Please restate each entry word for word.

*Record excerpts*.
.....

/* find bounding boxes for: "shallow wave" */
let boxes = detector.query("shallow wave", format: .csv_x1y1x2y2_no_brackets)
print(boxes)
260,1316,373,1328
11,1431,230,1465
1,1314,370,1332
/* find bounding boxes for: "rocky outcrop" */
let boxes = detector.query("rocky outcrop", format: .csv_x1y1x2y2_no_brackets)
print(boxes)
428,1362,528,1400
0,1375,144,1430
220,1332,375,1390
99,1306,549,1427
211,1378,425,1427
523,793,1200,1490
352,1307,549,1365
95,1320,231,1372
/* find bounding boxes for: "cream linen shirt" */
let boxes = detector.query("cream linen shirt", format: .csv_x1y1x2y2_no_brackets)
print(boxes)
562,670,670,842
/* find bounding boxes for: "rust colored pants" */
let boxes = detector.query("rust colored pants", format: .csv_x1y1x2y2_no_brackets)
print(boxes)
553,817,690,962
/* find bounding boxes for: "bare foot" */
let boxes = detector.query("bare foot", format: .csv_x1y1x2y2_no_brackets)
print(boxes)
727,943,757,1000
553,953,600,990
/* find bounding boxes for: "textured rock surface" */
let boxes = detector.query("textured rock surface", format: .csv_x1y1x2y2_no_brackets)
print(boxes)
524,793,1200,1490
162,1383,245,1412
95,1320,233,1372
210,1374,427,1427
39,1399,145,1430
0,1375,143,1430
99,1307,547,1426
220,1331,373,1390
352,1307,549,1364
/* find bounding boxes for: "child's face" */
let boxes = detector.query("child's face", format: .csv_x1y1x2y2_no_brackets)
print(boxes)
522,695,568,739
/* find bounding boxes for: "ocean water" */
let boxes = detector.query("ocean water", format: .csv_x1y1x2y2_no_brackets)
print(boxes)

.....

*Result below*.
/* find bounding boxes for: "shallow wave" */
let boxes = detector.query("shallow wave", format: .csv_x1y1x2y2_no_brackets)
print(boxes)
260,1316,373,1328
11,1431,230,1465
1,1314,370,1332
/* find bounding boxes for: "rocky outcrop" */
let boxes = detector.query("rocky outcrop", format: .csv_x1y1x2y2_no_brackets)
print(boxes)
428,1362,528,1400
0,1375,144,1430
220,1332,375,1390
99,1306,549,1427
211,1378,425,1427
523,793,1200,1490
352,1307,549,1365
95,1320,231,1372
/* find bounding boxes for: "cream linen shirt" */
let boxes = detector.query("cream linen shirt", format: .csv_x1y1x2y2_no_brackets)
print(boxes)
562,670,670,842
/* find bounding boxes for: "rust colored pants" */
let boxes = detector.query("rust colored pants", format: .csv_x1y1x2y2_no_brackets)
print(boxes)
553,817,690,962
/* find bounding boxes for: "bare foot" */
let boxes = detector.query("bare foot", format: .csv_x1y1x2y2_no_brackets)
print(boxes)
727,943,757,1000
553,953,600,990
/* find bounding boxes for: "textured rock surface" */
let boxes = detector.query("textured rock surface", format: .csv_x1y1x2y2_no_brackets)
print(boxes)
524,793,1200,1490
162,1383,245,1412
95,1320,233,1372
210,1374,427,1427
39,1399,145,1430
0,1375,143,1430
99,1307,547,1426
220,1331,373,1390
352,1307,549,1364
/* find bounding boxes for: "child's face" */
let boxes = detector.query("child's face", format: .csv_x1y1x2y2_no_brackets)
print(boxes)
522,695,568,739
/* find bounding boxes for: "ocean water" */
let boxes = detector.query("ocean water", format: .csv_x1y1x2y2_no_brackets)
print(boxes)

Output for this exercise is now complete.